## Records for the task
......

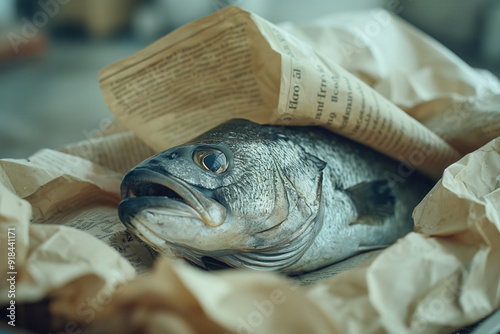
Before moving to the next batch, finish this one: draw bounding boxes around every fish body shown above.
[119,120,431,273]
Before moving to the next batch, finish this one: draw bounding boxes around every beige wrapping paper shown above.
[0,7,500,333]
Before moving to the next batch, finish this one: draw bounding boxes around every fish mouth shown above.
[118,168,227,227]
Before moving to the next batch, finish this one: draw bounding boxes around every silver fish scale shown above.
[120,120,432,273]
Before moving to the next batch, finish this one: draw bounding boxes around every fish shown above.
[118,119,432,274]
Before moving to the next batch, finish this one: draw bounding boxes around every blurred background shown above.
[0,0,500,158]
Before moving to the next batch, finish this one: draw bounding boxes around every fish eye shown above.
[193,147,229,174]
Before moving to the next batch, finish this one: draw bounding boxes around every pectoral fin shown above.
[346,180,396,225]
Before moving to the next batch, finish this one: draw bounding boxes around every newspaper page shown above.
[0,8,500,333]
[100,7,459,178]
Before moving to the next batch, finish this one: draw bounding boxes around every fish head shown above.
[119,120,325,270]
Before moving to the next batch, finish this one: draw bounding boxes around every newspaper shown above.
[0,7,500,333]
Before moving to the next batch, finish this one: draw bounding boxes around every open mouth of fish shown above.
[118,168,227,227]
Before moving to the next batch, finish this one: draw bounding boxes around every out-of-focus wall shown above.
[0,0,500,158]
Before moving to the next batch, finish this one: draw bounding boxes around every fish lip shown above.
[119,168,227,227]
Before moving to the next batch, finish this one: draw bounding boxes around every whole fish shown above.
[119,120,431,273]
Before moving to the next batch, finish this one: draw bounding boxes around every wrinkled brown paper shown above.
[0,8,500,333]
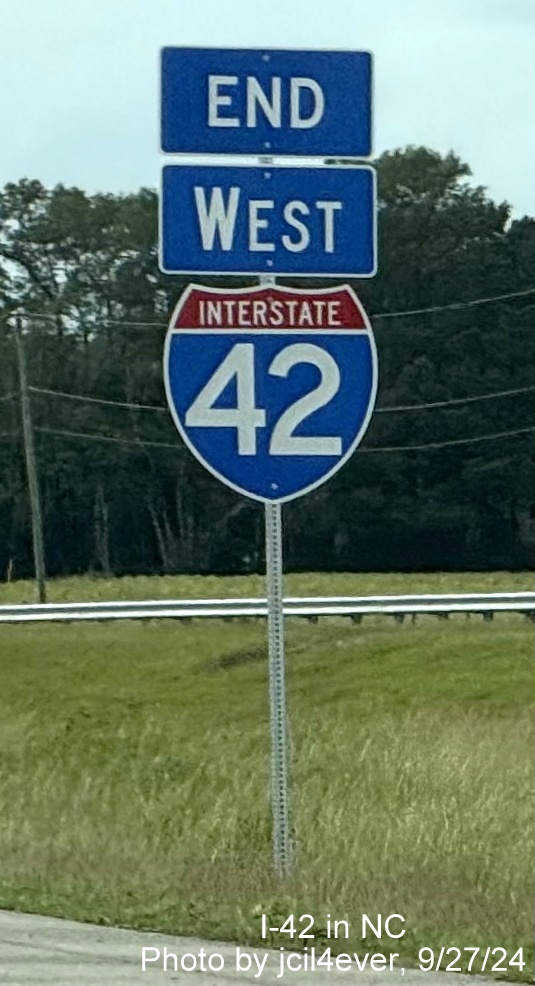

......

Reproduce all of the entries above word for word, and leave out the pictures.

## Exercise solution
Before moving to the next batch, finish this one: draw bounding boxes around every fish body shown above.
[119,120,431,273]
Before moving to the next batch, finish this one: draw bounding boxes around every beige wrapping paper shown above.
[0,7,500,333]
Before moving to the next batch, finish this one: draw bounding boxes around every fish mouth shown above.
[118,168,227,227]
Before moving to the next batch, finish this one: draw bounding boxes around every silver fish scale shown above.
[120,120,432,273]
Before moving to the next batch, finish this one: draw bounding boxes around every fish shown above.
[118,119,432,274]
Before moving to the next batch, finish this one: draw bounding boxes around every blurred background shown above.
[0,0,500,158]
Before moving to the next batch, finish this one: draw bounding boxes around every fish eye shown above.
[193,147,229,174]
Before moving to the next batch, finish this one: draw bounding boxes around every pectoral fin shown above.
[346,180,396,225]
Before moving to the next batch, finish this one: draw bounding boxes around every newspaper page shown above.
[0,8,500,333]
[100,7,459,178]
Before moving to the next batch, finish this one: draw bounding boxes around every fish head shown above.
[119,120,325,270]
Before moving to the next batch, finish this one: draw bounding boxes around every newspaper shown above.
[0,7,500,333]
Before moving to the next batch, finish this one: draw bounding boxes around every open mouth of fish shown above.
[118,168,227,227]
Before moving to the next batch, finish this one: draw bounding boxes around every out-of-focus wall shown above.
[0,0,500,158]
Before moving to the next batch, finish this one: draw bounding boxes around every fish lip shown above.
[119,168,227,227]
Before moving to the next batch, finish this one: draw bounding boxes around every whole fish shown above.
[119,120,431,273]
Before moving to the next batch, finish this one: draw bounding boxes around every wrinkled brown paper shown above.
[0,8,500,333]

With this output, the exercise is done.